- _Exercise instructions_
Reproduce the listing below in its entirety. Change nothing.

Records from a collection
______________________________

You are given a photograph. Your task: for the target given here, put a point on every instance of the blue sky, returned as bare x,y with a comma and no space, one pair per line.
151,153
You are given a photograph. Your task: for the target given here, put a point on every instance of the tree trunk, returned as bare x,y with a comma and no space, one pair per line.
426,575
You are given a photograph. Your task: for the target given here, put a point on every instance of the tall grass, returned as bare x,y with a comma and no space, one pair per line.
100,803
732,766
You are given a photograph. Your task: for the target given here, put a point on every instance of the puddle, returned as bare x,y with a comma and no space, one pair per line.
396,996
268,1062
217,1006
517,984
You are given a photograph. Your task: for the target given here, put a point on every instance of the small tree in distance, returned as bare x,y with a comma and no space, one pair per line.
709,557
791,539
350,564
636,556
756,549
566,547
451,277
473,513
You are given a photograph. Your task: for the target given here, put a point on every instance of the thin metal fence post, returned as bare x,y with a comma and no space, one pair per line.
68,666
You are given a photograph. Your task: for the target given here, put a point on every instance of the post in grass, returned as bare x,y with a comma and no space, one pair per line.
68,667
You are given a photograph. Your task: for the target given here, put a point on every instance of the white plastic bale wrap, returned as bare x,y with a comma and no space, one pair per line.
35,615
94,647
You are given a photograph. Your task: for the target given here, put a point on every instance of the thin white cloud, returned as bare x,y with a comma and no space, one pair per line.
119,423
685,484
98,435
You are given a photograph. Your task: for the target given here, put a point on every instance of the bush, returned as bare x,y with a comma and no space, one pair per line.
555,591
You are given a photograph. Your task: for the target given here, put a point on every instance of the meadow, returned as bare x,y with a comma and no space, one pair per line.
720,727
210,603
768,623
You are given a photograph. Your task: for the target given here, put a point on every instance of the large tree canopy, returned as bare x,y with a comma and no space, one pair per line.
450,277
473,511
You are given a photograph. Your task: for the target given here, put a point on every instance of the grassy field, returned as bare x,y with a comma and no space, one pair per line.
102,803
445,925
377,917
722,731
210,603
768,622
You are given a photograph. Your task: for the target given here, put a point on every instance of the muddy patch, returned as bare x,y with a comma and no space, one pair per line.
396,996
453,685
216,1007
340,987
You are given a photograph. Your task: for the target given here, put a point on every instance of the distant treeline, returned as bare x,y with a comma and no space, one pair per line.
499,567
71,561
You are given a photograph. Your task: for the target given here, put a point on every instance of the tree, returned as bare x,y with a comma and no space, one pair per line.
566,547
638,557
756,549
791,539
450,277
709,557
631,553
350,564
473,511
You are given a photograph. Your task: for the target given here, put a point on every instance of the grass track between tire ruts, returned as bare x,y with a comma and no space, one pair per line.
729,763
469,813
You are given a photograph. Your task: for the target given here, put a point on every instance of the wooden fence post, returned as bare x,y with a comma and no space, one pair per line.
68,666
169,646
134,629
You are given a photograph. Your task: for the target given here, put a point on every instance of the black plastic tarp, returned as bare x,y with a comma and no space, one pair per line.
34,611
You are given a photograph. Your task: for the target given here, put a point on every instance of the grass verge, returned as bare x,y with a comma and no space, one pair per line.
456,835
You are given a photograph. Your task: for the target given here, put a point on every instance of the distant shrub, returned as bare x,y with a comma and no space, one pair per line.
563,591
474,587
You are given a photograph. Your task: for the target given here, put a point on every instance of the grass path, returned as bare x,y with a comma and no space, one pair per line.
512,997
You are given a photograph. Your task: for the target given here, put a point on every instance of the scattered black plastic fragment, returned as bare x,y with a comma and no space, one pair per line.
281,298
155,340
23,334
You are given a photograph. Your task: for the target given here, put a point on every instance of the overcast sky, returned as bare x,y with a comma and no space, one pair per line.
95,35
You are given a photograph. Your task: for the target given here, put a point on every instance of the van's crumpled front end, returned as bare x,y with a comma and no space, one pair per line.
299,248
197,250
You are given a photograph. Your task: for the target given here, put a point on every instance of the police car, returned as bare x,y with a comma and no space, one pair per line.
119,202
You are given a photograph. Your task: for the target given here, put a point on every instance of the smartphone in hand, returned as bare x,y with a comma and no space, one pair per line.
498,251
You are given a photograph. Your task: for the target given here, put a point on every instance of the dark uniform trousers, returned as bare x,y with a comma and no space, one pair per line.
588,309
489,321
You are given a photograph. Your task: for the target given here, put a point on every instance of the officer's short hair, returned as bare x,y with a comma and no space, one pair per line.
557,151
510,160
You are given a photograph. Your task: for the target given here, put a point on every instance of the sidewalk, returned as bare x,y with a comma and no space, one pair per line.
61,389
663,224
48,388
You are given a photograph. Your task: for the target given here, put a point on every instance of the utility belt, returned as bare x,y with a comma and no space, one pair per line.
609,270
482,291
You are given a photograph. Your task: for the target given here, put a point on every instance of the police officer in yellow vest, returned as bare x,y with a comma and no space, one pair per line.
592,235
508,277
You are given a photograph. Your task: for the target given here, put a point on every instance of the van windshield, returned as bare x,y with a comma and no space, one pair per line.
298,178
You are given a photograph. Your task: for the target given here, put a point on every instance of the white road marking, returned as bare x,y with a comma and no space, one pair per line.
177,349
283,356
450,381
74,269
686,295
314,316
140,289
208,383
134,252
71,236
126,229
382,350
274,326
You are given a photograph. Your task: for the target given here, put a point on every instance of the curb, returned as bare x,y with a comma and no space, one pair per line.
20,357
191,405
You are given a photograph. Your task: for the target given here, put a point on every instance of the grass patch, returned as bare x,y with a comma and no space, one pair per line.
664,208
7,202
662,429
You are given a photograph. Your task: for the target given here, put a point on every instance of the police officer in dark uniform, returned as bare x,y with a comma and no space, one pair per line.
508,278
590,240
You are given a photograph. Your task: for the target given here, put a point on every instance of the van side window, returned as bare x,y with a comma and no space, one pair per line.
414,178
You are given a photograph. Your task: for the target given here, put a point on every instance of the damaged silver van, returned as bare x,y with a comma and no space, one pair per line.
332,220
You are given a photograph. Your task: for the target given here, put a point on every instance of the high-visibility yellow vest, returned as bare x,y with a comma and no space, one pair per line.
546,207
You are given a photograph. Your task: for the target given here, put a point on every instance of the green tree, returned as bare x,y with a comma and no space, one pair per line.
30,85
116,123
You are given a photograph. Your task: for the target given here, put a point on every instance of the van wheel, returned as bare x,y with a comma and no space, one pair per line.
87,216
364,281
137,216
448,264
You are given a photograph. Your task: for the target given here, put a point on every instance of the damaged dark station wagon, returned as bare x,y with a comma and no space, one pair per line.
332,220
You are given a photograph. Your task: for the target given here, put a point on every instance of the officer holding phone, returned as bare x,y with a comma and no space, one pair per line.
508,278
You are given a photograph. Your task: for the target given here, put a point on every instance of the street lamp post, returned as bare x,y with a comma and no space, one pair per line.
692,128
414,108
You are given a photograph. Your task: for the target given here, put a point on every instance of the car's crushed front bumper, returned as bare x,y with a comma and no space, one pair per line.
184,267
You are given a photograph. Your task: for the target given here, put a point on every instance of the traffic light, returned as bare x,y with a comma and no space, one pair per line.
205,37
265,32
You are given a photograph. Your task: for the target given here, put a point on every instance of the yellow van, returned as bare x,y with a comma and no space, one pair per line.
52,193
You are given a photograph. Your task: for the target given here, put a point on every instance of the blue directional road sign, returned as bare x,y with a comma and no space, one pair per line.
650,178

______________________________

- _Answer to this problem_
You are given a photograph. Your task: for the target given here, put a point on every instance of the blue sky, returned as bare x,y with a comma and no space, one pair per line.
151,153
You are given a photograph. Your task: for the target given here, put a point on every instance of the tree trunk, returned as bare x,y with a comma and no space, one pair per line.
426,575
You are given a photograph. Your task: for the target given here, put a point on every instance of the tall grass, returned as bare x,y with a comma and no space, one pair per line.
100,803
732,766
You are given a photograph. Your task: for the target given here, put a point on every instance of the puddle, returned as bare x,y with a comma and no space, one pair per line.
396,996
268,1062
217,1006
517,984
You are given a photograph. Your task: for the target given here, put a point on every instance of the small tree in distance, returned as bare x,y with a comma and no space, one pair per line.
709,557
791,539
350,564
636,556
756,549
566,547
451,277
473,513
You are given a photograph. Your task: for the target given here, put a point on every instance of the thin metal fence post, returned as bare x,y with a comma and no space, one pair per line.
68,666
You are given a photograph. Your task: for the target given here, put a point on every instance of the post in grass, returned as bare x,y with a comma and no space, one pair per line.
68,667
You are given a photograph. Your task: for the target given here, put a point on every instance of the white plastic bale wrap, returned as bare x,y with a comma and no space, one pair per line.
35,615
94,647
You are given a photograph. Your task: for the target given here, put a point on every instance of the thin white cloud, returned as bare x,y with a comma and no space, one pair per line.
119,423
685,484
98,435
You are given a photograph. Your task: for the target given here, put a point on every instance of the bush, returned as bare x,y with a comma and no space, one pair per line.
555,591
You are given a photograph. Your task: for the target given here, put a point on every instance of the meadow, returned as bare x,y with a comma and no space, one pair per line.
720,727
210,603
768,623
You are given a photograph. Your task: for the target given here, put a point on every instance of the large tree canopy, returned as bare x,y with a comma and no space, one pair per line.
450,277
473,511
You are given a photograph. Your task: for the target given here, put a point on every instance of the grassy field, returned as bare x,y with a comma and no space, one pair per line.
102,803
445,925
377,917
722,731
210,603
768,622
You are given a photograph. Your task: for the target given here, put a point on every instance of the muddy patch, returned as bare x,y with a comma and no space, one pair per line.
396,996
453,685
216,1007
340,987
You are given a photograph. Your task: for the target given here, put a point on every instance of the distant treeline, returned as bare x,y with a comma and no space, one pair per line.
499,567
71,561
You are given a photograph. Your task: for the target given here, put a point on every instance of the tree, returned as bare x,y with a comma and no space, one pair per line.
566,547
638,557
756,549
791,539
450,277
709,557
631,553
350,564
473,511
You are given a photograph. Your task: for the target given here, put a point on every instance of the grass track between tire ruts, returned as bare x,y with a comma and no space, one pair per line.
729,763
469,813
You are given a photograph. Your task: for the target given here, put a point on every instance of the wooden fence post, returned as bare x,y with a comma and no space, one pair per line.
68,666
169,646
134,629
You are given a photograph. Your task: for the target given here, put a point on every instance of the black plastic tarp, returned as bare x,y with a comma and no space, one pair per line.
34,611
You are given a photograph. Your task: for the target given here, put a point on every instance of the grass verge, returned as bare x,y with a comma and no space, one pair per line.
456,835
You are given a photograph. Your task: for the target given here, put a point on every instance of the distant shrub, returned as bare x,y with a comma and no space, one pair per line.
563,591
474,587
You are given a photograph. Your task: for the target given here, put a point on every instance of the grass path, returned as bare x,y with a comma and no space, one pair per line.
512,997
You are given a photograph. Your task: for the target given here, put a point on every instance of the scattered black plastic fragment, returned as bare x,y with a comma and no space, one pair per line.
281,298
155,340
23,334
You are given a photograph. Your task: for the target given here, put a point on every instance of the overcast sky, returned as bare x,y with a comma and no space, one pair per line.
95,35
You are given a photograph. Your task: for the target given here, put a point on every instance of the van's crumpled front end, returned as bare x,y with a comma and no space, one pair per line.
299,248
197,250
You are given a photograph. Your task: for the target given here, put a point on every instance of the police car, returned as bare x,y with a comma and no space, one pair per line.
119,202
You are given a photograph. Your task: for the target given here, put a point on every instance of the smartphone in hand, returned as bare x,y with a comma and no space, one pair per line.
498,251
You are given a photograph. Your task: for the target given here, put a point on every instance of the dark uniform trousers, returned as bare x,y with a comma and no space, one pair per line.
588,309
489,321
You are given a photograph. Your task: for the target given here, put a point on every instance of the officer's short hair, returned as bare x,y with a comma and no space, one pair per line.
557,151
510,160
You are given a photograph. Your task: for the target given here, put a point on every instance of the sidewalk, returned as bare x,y with a comma and no space, one pair per line.
61,389
663,224
48,388
You are given a photograph. Your task: for the target given here, put a point on every instance of the utility belt, returned as bare x,y with a comma and no space, one pair per line.
609,270
482,291
You are given a photograph. Your task: for the target given here, put a point on every instance of the police officer in yellow vest, returned as bare x,y with a comma and no space, one pair per line.
592,235
508,277
You are given a photograph. Your task: for the target given here, put a point on every instance of the van windshield, returned as bare x,y with a comma and no space, one pair per line.
298,178
You are given a photograph. Your task: for the target given here, put a point on every instance of the white road marking, returned as bare x,y with a comma and no space, one pair per line.
177,349
283,356
450,381
74,269
686,295
314,316
140,289
208,383
134,252
71,236
126,229
382,350
274,326
You are given a photograph. Your task: for the target given here, put a point on every instance of the curb, returned as bare x,y with a comma and no space, one pair per line.
20,357
191,405
You are given a photograph. Your task: for the target given here, put a point on every instance of the grass patch, returned as bare x,y with a comma and no space, one pair per line.
664,208
7,202
662,429
You are given a photograph. Your task: for the target given here, put a point on every instance of the police officer in dark uniform, returned as bare x,y with a comma and no space, one pair per line.
508,278
590,240
You are given a photograph. Your task: for the target given here, put a point on every instance of the van side window, returned as bare x,y with a comma and no space, one pair per line.
414,178
You are given a photograph. Your task: for the target given here, put a point on every instance of the damaged silver van, returned as bare x,y with a comma and no space, one pair per line.
332,220
You are given a photograph. Your task: for the target given here, put a point on every instance of the high-visibility yellow vest, returned as bare x,y with a comma and no space, one pair per line.
546,207
You are given a photograph. Your task: for the target given here, put a point on every instance of the green tree, returned as bare x,y with a comma and no space, one pair per line.
30,85
116,123
You are given a photograph. Your task: for the target given here, put a point on every instance of the van wheel, returned as bare x,y with a comma and no space, one pair per line.
87,216
364,281
137,216
448,264
You are given a photograph. Your task: for the target given here, put a point on every instance of the damaged dark station wagon, returned as bare x,y with a comma and no space, one pair per line.
332,220
You are given a photograph. Your task: for the target given here, put a point on every instance of the officer holding phone, returned as bare x,y with a comma and no space, one pair per line.
508,278
You are given a photograph. Your task: for the target given here, put a point on every instance of the street lamp post, returned as bare x,y with a comma and no space, one pair per line.
692,128
414,108
You are given a photograph. Your task: for the target given here, put a point on every instance of the car's crushed front bumper, returned as bare x,y with a comma and no space, one pair per line.
184,267
You are given a photograph. Your task: for the target given here, put a point on every instance of the traffic light, returned as bare x,y with a comma and no space, one pair per line.
205,37
265,32
You are given a photograph. Your task: for the target given here, put a point on every instance of the yellow van, returned as bare x,y with a comma and no space, one pair per line.
52,193
You are given a photograph. Your task: for the target given here, put a point on every instance of the blue directional road sign, returned as bare x,y with a comma and no space, one pair per line.
650,178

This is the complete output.